Opis zadania. Przepisz cały materiał, zamieniając „watermark” na „logo”, a wszystko inne pozostaw bez zmian.

Dane do zadania.
+ + + +
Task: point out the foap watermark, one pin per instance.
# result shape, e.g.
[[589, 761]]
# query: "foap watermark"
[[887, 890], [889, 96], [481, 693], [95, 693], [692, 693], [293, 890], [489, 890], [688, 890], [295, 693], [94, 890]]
+ + + +
Rozwiązanie zadania.
Task: point out the foap logo, one pin per instance.
# result shape, e.g.
[[589, 761]]
# query: "foap logo"
[[887, 890], [889, 96], [481, 693], [95, 693], [692, 693], [293, 890], [489, 890], [688, 890], [295, 693], [94, 890]]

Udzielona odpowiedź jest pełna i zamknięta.